▶ Exercices:
#1 D'après l'extrait sur la CAF du Nord, quel est le nom du directeur de la CAF ?
#2 Reprenez l'extrait sur la CAF du Nord après sa dernière phrase et poursuivez-le.

▶ Extrait du document:
┄┄┄┄┄┄┄┄┄┄┄┄┄┄┄┄┄┄┄┄

Suicide dans le Nord : le directeur de la CAF s'explique

Suicide dans le Nord : le directeur de la CAF s'explique

18.07.2016

Action sociale

Le 3 juillet, Emilie Loridan mettait fin à ses jours dans le Nord. Cette maman d'un enfant lourdement handicapé traversait de graves difficultés financières. La CAF qui avait arrêté le paiement d'allocations a été accusée de porter une responsabilité dans ce drame. Son directeur Luc Grard a accepté de répondre à nos questions, en détaillant l'intervention de ses services.

┄┄┄┄┄┄┄┄┄┄┄┄┄┄┄┄┄┄┄┄

▶ Données disponibles:
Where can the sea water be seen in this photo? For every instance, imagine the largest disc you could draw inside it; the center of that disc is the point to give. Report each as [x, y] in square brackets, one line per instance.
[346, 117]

┄┄┄┄┄┄┄┄┄┄┄┄┄┄┄┄┄┄┄┄

▶ Réponses ci-dessous:
#1 Luc Grard.

#2
"La Caf, qui aide le monde entier, est incapable d'aider une mère et son enfant trisomique. Elle s'est suicidée." "Émilie, maman de 2 enfants dont un trisomique se suicide car privée d’allocations de la Caf ! Quelle tristesse !" Sur les réseaux sociaux, l'annonce du suicide d'Émilie Loridan révélé par un article de la Voix du Nord (9 juillet) a suscité une vague de réactions qui, pour la plupart, ont pointé la responsabilité de la Caisse d'allocations familiales (Caf) du Nord. En effet, celle-ci avait supprimé voici quelque temps des allocations pour cette femme qui élevait seule deux enfants, dont une trisomique. Dans ce drame, il est utile d'entendre la version des services mis en cause. Nous avons donc souhaité donner la parole au directeur de la Caf du Nord pour qu'il s'explique. Dans l'entretien qu'il nous a accordé, Luc Grard revient sur l'accompagnement qui a été mis en place par ses services et sur les "leçons" qu'il tire de ce drame.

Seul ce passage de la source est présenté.